• **ARTICLE**
---*---

Face au vieillissement extrême : le Japon
Première nation à connaître une fécondité durablement basse, le Japon est aujourd’hui le pays le plus vieux du monde. Son cas montre que le vieillissement n’est pas forcément une plaie mortelle. C’est une évolution universelle que l’archipel surmonte à sa manière. La perspective japonaise dessine par ailleurs un futur paradoxal où les sociétés ne vieillissent plus.
Les perles y abondent et l’or y serait si commun que les toits des temples en sont couverts, et les tables des princes faites d’or massif et de bonne épaisseur. »
C’est par ces lignes extraites du Livre des merveilles (1298) de Marco Polo que l’Europe entendit parler du Japon pour la première fois. Aujourd’hui, des nouvelles tout aussi incroyables mais moins joyeuses nous parviennent régulièrement du Japon.

---*---

• **ENREGISTREMENTS FOURNIS**
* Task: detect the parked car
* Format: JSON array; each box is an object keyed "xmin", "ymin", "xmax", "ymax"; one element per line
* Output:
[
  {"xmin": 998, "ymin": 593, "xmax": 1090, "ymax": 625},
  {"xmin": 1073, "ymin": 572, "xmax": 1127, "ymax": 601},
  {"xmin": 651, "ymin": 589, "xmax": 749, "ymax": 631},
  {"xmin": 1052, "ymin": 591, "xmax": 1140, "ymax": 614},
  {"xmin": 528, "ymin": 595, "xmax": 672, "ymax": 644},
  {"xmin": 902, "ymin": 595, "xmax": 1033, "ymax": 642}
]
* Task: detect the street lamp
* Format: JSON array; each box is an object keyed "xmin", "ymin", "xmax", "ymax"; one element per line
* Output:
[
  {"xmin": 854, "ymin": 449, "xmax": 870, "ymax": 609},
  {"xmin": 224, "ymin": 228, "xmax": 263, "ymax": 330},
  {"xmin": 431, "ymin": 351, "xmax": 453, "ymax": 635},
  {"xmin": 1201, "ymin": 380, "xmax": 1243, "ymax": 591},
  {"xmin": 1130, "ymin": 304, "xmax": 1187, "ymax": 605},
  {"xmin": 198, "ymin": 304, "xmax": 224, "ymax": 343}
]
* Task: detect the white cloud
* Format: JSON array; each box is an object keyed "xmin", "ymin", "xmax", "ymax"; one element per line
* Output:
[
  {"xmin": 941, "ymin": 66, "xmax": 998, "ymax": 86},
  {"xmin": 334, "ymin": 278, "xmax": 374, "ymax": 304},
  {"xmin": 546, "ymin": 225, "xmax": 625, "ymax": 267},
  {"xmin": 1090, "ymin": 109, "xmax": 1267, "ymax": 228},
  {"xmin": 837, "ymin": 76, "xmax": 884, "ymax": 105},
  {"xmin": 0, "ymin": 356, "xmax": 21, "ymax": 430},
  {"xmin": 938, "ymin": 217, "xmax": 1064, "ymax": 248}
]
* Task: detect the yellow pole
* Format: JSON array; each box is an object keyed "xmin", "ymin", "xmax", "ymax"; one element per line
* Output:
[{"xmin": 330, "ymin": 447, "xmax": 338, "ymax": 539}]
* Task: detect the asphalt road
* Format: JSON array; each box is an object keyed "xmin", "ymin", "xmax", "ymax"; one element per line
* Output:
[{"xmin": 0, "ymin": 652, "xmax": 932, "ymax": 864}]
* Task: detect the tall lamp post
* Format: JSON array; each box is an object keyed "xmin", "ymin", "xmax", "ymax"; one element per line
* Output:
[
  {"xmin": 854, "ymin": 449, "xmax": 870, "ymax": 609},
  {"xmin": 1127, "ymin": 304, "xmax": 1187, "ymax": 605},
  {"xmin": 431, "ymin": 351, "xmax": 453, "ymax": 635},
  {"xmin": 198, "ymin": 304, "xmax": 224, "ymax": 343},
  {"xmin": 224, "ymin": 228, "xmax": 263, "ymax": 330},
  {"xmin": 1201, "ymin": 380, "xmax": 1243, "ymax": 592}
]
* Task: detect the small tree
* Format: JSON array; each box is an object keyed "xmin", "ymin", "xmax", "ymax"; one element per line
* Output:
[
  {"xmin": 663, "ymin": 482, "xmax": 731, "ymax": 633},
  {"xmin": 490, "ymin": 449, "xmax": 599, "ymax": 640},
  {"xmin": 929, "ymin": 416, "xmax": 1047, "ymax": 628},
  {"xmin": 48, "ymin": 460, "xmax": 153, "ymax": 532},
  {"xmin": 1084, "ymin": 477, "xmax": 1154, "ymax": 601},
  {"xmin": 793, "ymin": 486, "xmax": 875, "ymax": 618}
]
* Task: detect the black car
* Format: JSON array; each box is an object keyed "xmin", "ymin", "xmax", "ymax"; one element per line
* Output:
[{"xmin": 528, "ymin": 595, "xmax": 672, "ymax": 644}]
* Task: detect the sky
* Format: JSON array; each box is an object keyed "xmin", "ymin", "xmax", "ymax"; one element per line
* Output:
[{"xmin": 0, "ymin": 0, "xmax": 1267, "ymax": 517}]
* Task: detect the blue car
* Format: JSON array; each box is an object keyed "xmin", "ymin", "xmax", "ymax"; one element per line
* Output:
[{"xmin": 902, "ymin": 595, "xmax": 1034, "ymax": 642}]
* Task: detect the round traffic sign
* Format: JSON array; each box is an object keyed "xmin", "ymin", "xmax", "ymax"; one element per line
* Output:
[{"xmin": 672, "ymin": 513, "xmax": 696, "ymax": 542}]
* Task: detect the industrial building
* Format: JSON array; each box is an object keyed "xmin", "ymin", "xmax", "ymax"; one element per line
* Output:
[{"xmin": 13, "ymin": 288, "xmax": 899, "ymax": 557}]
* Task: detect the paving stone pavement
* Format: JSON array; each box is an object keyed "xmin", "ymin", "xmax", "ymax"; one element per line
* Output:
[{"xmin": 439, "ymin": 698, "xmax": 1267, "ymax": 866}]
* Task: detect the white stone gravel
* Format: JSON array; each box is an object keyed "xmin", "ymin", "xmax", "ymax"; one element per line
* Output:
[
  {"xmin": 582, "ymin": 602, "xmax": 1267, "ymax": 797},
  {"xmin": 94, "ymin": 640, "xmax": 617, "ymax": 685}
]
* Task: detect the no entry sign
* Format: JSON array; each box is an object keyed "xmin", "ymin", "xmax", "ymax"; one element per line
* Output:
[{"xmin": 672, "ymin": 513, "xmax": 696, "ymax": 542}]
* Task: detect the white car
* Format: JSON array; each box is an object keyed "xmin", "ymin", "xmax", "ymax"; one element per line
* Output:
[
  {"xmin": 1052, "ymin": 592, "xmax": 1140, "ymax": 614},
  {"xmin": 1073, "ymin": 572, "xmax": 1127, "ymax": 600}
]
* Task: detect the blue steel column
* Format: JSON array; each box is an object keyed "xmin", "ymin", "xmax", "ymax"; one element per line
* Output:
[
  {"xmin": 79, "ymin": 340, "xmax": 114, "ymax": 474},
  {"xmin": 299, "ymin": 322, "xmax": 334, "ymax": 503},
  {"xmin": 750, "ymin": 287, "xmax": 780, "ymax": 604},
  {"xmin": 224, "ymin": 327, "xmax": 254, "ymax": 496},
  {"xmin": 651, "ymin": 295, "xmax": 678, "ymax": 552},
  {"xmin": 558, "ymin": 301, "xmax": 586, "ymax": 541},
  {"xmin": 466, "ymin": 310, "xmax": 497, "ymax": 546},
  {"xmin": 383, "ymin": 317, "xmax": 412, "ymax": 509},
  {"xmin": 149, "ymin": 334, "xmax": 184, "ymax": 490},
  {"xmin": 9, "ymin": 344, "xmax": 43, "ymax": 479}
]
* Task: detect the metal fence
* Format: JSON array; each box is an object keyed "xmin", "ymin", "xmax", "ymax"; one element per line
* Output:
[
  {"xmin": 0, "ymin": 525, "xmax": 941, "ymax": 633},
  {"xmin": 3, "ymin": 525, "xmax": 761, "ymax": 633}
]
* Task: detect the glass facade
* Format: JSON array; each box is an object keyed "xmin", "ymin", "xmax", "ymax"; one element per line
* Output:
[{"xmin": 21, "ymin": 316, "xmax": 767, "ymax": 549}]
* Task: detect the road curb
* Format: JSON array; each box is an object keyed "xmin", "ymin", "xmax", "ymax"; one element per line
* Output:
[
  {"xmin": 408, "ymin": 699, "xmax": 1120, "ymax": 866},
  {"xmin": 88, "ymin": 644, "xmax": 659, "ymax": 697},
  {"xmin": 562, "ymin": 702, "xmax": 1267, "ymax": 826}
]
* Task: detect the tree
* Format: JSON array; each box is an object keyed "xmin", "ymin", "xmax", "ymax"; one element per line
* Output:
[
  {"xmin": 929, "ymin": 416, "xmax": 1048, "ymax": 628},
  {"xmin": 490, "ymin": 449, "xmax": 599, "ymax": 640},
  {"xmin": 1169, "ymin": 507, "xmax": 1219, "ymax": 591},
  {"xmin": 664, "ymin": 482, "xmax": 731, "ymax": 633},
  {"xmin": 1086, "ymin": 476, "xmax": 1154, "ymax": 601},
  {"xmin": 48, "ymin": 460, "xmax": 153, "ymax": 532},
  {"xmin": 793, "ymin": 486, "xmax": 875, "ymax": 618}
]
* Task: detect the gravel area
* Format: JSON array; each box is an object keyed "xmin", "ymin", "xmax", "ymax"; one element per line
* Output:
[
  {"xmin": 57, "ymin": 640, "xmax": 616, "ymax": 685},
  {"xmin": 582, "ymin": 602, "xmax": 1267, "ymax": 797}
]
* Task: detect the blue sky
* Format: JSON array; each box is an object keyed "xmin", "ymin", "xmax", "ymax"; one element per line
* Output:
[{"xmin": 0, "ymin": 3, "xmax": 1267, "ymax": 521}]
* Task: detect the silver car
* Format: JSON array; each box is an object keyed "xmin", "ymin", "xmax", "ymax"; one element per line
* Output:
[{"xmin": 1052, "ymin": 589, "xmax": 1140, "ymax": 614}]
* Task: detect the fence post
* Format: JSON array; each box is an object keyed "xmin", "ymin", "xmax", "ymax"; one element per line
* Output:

---*---

• **OBJECTIF A**
Répondez, s'il vous plaît, à ces questions sur l'article, une par ligne :
(i) Que le Japon est-il aujourd'hui, selon l'article ?
(ii) Dans quel ouvrage, et de quelle année, l'Europe entendit-elle parler du Japon pour la première fois ?
• **OBJECTIF B**
D'après l'article, pourquoi le cas du Japon montre-t-il que le vieillissement n'est pas forcément une plaie mortelle ?
• **OBJECTIF C**
Poursuivez l'article sur le vieillissement au Japon après sa dernière phrase.
Les enregistrements proviennent d'une autre source que l'article.

• **BONNE RÉPONSE A**
(i) Le pays le plus vieux du monde.
(ii) Dans le Livre des merveilles de Marco Polo, de 1298.

• **BONNE RÉPONSE B**
Le vieillissement est une évolution universelle, et l'archipel la surmonte à sa manière.

• **BONNE RÉPONSE C**
Ainsi en 2023, Yusuke Narita 1, assistant professeur à l’université de Yale et influenceur célèbre au Japon, évoquait l’idée, « pour faire avancer le débat », de vastes suicides collectifs des plus vieux. La même idée était déjà à l’honneur en 2022 dans le film Plan 75, de Chie Hayakawa, primé au Festival de Cannes. Plan 75 raconte le futur proche d’un Japon dystopique où une procédure publique incite les personnes de plus de 75 ans à avoir recours à l’euthanasie. Enfin, en 2019, la BBC titrait sur ces seniors japonais qui commettent de menus larcins dans l’espoir d’être soignés et nourris en prison 2.
Si, à bien des égards démographiques, le Japon semble façonner un aperçu de ce qui attend tous les pays du monde, certaines caractéristiques le singularisent. Le poids du vieillissement y est atténué par une population de personnes de plus de 65 ans en bonne santé qui participe davantage au monde du travail. En revanche, la réticence à l’immigration et, surtout, la résilience de structures patriarcales traditionnelles grèvent la fécondité du pays et amplifient son vieillissement « par le bas ».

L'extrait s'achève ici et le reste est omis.